Task to carry out
Reproduce the lines below without any change, starting at the line that contains "Trace the outline of every instance of the dead" and continuing through the last line of the records.

----------

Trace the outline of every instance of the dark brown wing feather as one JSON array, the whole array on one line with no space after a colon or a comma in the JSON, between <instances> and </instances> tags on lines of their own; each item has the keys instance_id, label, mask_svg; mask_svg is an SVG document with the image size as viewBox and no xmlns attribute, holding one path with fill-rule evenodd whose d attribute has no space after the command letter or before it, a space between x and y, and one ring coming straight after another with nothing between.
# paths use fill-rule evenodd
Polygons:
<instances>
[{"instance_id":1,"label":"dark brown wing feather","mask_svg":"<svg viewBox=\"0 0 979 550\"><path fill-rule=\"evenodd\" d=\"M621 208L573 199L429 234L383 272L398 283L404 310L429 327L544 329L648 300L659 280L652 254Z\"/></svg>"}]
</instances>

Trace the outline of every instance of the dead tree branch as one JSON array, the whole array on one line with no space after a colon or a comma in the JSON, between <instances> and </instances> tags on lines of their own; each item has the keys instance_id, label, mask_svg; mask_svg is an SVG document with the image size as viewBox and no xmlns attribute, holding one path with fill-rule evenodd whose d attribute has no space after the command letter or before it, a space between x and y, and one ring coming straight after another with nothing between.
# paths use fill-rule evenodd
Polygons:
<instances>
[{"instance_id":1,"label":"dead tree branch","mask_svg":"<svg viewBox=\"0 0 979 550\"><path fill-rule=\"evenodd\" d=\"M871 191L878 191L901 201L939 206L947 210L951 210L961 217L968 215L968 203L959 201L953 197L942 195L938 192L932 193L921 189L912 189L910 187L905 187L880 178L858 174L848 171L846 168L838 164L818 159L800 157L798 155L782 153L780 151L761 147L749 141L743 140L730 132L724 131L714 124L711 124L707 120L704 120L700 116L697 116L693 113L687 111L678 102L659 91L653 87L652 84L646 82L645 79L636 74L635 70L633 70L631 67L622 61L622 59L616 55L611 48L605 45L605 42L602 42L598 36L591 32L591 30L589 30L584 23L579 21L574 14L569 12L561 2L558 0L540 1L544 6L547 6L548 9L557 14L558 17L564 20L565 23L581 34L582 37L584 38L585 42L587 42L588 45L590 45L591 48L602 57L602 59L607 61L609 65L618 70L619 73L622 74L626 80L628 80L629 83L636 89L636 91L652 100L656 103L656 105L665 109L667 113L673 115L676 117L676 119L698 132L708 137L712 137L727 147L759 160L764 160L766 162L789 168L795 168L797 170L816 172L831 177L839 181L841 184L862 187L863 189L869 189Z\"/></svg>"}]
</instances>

----------

Completed task
Trace the outline of every instance of the dead tree branch as one JSON array, the whole array on one line with no space after a colon or a comma in the JSON, between <instances> and </instances> tags on lines of their own; each item has the keys instance_id, label, mask_svg; mask_svg is an SVG document with the image size as viewBox and no xmlns attribute, holding one path with fill-rule evenodd whose d attribute has no space after the command letter or before it, a space between x and y, and one ring coming straight after another with nothing between.
# paths use fill-rule evenodd
Polygons:
<instances>
[{"instance_id":1,"label":"dead tree branch","mask_svg":"<svg viewBox=\"0 0 979 550\"><path fill-rule=\"evenodd\" d=\"M871 191L878 191L901 201L939 206L947 210L951 210L961 217L968 215L968 203L959 201L953 197L942 195L938 192L932 193L921 189L912 189L910 187L905 187L880 178L858 174L848 171L846 168L838 164L818 159L800 157L798 155L782 153L780 151L761 147L749 141L743 140L730 132L724 131L714 124L711 124L707 120L704 120L700 116L697 116L693 113L687 111L678 102L659 91L653 87L652 84L646 82L645 79L636 74L635 70L633 70L631 67L622 61L622 59L616 55L611 48L605 45L605 42L602 42L598 36L591 32L591 30L589 30L584 23L579 21L574 14L569 12L561 2L558 0L540 1L544 6L547 6L548 9L557 14L558 17L564 20L565 23L581 34L582 37L584 38L585 42L587 42L588 45L590 45L591 48L602 57L602 59L607 61L609 65L618 70L619 73L622 74L626 80L628 80L629 83L636 89L636 91L652 100L656 103L656 105L665 109L667 113L673 115L676 117L676 119L698 132L708 137L712 137L727 147L759 160L764 160L766 162L789 168L795 168L797 170L816 172L831 177L839 181L841 184L862 187L863 189L869 189Z\"/></svg>"}]
</instances>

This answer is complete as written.